**EXERCISE DIRECTIONS:** Transcribe all records exactly.

Extracted records:
● ● ●
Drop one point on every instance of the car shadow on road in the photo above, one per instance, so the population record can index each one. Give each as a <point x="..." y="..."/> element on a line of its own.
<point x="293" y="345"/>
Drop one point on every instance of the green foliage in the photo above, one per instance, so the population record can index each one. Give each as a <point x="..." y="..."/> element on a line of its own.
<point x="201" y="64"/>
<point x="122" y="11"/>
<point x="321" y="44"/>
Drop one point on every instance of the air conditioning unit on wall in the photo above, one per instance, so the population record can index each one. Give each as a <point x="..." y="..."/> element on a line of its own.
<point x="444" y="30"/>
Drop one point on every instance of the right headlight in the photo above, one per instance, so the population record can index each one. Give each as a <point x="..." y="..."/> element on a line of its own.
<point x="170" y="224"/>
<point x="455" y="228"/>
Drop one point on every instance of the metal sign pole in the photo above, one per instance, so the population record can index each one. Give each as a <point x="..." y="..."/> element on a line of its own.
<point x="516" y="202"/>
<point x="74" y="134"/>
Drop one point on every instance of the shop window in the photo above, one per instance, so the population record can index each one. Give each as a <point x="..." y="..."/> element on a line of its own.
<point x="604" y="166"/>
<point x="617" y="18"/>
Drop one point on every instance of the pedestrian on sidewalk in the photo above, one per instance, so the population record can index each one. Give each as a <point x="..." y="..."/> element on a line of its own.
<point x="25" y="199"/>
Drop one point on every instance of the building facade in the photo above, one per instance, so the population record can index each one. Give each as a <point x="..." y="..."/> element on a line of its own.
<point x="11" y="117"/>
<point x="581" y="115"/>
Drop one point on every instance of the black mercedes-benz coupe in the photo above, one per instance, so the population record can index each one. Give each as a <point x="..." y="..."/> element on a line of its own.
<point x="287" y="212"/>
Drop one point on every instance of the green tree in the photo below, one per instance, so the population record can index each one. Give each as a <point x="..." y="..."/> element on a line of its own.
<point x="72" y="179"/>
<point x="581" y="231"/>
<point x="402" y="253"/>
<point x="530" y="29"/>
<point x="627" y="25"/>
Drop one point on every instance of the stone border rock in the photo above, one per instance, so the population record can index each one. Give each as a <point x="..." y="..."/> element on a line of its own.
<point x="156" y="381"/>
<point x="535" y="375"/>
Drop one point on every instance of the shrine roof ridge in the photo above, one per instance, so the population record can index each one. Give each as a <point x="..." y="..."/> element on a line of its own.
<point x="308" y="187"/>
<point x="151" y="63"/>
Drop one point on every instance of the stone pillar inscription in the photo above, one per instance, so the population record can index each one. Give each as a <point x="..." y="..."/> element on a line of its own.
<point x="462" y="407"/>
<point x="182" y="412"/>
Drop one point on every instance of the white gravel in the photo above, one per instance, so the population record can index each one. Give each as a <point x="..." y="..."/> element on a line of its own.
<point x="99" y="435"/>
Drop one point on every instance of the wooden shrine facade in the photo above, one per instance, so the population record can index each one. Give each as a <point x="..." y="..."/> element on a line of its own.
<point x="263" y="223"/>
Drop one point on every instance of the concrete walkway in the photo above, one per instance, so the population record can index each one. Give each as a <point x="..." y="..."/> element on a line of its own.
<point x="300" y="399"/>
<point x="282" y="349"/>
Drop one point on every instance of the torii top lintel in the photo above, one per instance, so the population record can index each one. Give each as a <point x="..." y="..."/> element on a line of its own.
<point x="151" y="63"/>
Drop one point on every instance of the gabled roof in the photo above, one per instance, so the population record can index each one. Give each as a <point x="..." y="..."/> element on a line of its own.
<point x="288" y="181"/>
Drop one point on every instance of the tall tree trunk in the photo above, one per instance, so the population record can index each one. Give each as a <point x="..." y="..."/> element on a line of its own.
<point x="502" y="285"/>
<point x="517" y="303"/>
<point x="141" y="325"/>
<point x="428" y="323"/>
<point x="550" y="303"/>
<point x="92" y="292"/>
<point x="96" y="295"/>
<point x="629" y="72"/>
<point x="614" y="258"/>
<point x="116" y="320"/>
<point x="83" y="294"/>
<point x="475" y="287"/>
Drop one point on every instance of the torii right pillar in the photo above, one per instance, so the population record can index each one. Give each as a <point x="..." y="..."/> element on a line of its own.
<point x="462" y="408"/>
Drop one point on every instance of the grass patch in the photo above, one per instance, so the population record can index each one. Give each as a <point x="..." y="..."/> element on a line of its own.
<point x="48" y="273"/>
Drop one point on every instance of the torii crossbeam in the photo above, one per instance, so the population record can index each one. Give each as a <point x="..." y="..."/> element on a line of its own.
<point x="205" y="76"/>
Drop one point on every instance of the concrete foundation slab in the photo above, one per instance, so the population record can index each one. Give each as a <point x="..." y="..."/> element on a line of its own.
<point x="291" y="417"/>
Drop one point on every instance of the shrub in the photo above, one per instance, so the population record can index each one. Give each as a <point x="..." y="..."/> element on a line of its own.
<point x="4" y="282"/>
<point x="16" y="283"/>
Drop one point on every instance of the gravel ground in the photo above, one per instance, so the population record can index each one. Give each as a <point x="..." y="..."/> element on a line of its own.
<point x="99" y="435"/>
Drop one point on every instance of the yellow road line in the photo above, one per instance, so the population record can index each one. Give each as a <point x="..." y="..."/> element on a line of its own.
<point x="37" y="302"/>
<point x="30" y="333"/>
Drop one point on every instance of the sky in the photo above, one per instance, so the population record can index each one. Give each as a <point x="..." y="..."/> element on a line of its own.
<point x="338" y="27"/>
● ● ●
**ANSWER AREA:**
Drop one point on every instance of the car shadow on road in the photo above, one per instance, so the population record can index each one. Give each as a <point x="..." y="..."/> element on a line of its own.
<point x="293" y="345"/>
Drop one point on every instance of the green foliage in the photo above, one per instance, so the population record can index each one. Give each as a <point x="..." y="..."/> element on a line of its own.
<point x="201" y="64"/>
<point x="122" y="11"/>
<point x="321" y="44"/>
Drop one point on every instance of the air conditioning unit on wall in the photo above, one per instance, so the population record can index each one. Give each as a <point x="..." y="..."/> element on a line of its own.
<point x="444" y="30"/>
Drop one point on every instance of the right headlight in the photo above, one per instance, so the population record can index each one. Give each as a <point x="..." y="..."/> element on a line of its own.
<point x="170" y="224"/>
<point x="455" y="228"/>
Drop one point on every instance of the metal sign pole in the photo above, one per instance, so the population record can index each one. Give each as a <point x="..." y="..."/> element on a line of its own.
<point x="516" y="202"/>
<point x="74" y="134"/>
Drop one point on every instance of the shop window in the photo above, one per instance, so the population record can index each one. Give each as a <point x="..." y="..."/> element on a line of its own.
<point x="604" y="166"/>
<point x="617" y="18"/>
Drop one point on every instance of the pedestrian on sidewalk in the photo above, one per instance, so the population record can index each one. Give each as a <point x="..." y="..."/> element on a line of its own.
<point x="25" y="199"/>
Drop one point on every instance of the building facade in the photo above, one per instance, so the population record can index each one. Give each as a <point x="..." y="..."/> element on a line of its own.
<point x="11" y="117"/>
<point x="581" y="115"/>
Drop one point on every instance of the black mercedes-benz coupe in the photo above, one per instance, so the population record can index each one. Give each as a <point x="..." y="..."/> element on a line of its own.
<point x="287" y="212"/>
Drop one point on every instance of the green tree in the photo below, one per instance, so the population record can index each one. Give each as a <point x="..." y="..."/> element on a line of its own.
<point x="72" y="179"/>
<point x="581" y="231"/>
<point x="402" y="253"/>
<point x="530" y="29"/>
<point x="627" y="25"/>
Drop one point on every instance of the stone border rock in the photo above, one per instance, so the population record can index each one. Give each as a <point x="..." y="..."/> element on a line of its own.
<point x="156" y="381"/>
<point x="535" y="375"/>
Drop one point on every instance of the shrine roof ridge in the photo above, one per instance, so the population record can index each one. Give each as a <point x="..." y="..."/> element on a line of its own.
<point x="308" y="187"/>
<point x="151" y="63"/>
Drop one point on every instance of the stone pillar inscription in the photo above, one per instance, so the population record can index each one. Give each as a <point x="..." y="..."/> element on a line of its own.
<point x="462" y="407"/>
<point x="182" y="412"/>
Drop one point on every instance of the white gravel in the photo above, one per instance, so the population record can index each one. Give each as a <point x="..." y="..."/> element on a line of its own.
<point x="99" y="435"/>
Drop one point on every instance of the wooden shrine facade in the photo above, one per instance, so the population record can index each one. Give each as a <point x="..." y="..."/> element on a line of its own.
<point x="263" y="223"/>
Drop one point on every instance of the concrete walkway in the photo above, one per instance, so the population record can index each one. Give each as a <point x="..." y="..."/> element on a line of its own.
<point x="300" y="399"/>
<point x="282" y="349"/>
Drop one point on every instance of the torii top lintel in the photo above, one per instance, so the population record can index each one. Give each as a <point x="..." y="..."/> element on a line of its own.
<point x="151" y="63"/>
Drop one point on every instance of the gabled roof in the photo above, one per instance, so the population record can index each one. Give each as a <point x="..." y="..."/> element on a line of its own.
<point x="288" y="181"/>
Drop one point on every instance of the tall tree trunk in the photo above, one per instance, so the population record can index each one. Give each as a <point x="..." y="..."/> element on a line of its own.
<point x="502" y="285"/>
<point x="517" y="303"/>
<point x="141" y="325"/>
<point x="428" y="323"/>
<point x="550" y="303"/>
<point x="92" y="292"/>
<point x="96" y="295"/>
<point x="629" y="72"/>
<point x="614" y="258"/>
<point x="116" y="320"/>
<point x="83" y="294"/>
<point x="475" y="287"/>
Drop one point on every instance of the torii right pillar in the photo above, one per instance, so the population record can index each one. Give each as a <point x="..." y="..."/> element on a line of its own.
<point x="462" y="408"/>
Drop one point on every instance of the grass patch in the photo above, one per instance, so the population record can index each one. Give each as a <point x="..." y="..."/> element on a line of its own.
<point x="48" y="273"/>
Drop one point on every instance of the torii crossbeam in the photo above, one per instance, so the population record can index each one. Give each as a <point x="..." y="..."/> element on a line of its own.
<point x="205" y="76"/>
Drop one point on every instance of the concrete foundation slab in the photo above, one per instance, so the population record can index each one. Give each as a <point x="..." y="..."/> element on a line of its own.
<point x="291" y="417"/>
Drop one point on every instance of the shrub in the photo above, one per instance, so the population record can index each one. Give each as a <point x="..." y="..."/> element on a line of its own.
<point x="4" y="282"/>
<point x="16" y="283"/>
Drop one point on every instance of the gravel ground in the photo above, one per instance, so the population record can index each one. Give each as a <point x="..." y="..."/> element on a line of its own.
<point x="99" y="435"/>
Drop one point on every instance of the yellow road line in the photo above, one per instance, so the population record can index each one. Give each as a <point x="..." y="..."/> element on a line of its own.
<point x="37" y="302"/>
<point x="30" y="333"/>
Drop one point on every instance of the sky in the photo above, one per instance, so the population record can index each one. Give each as a <point x="..." y="..."/> element on a line of its own.
<point x="338" y="27"/>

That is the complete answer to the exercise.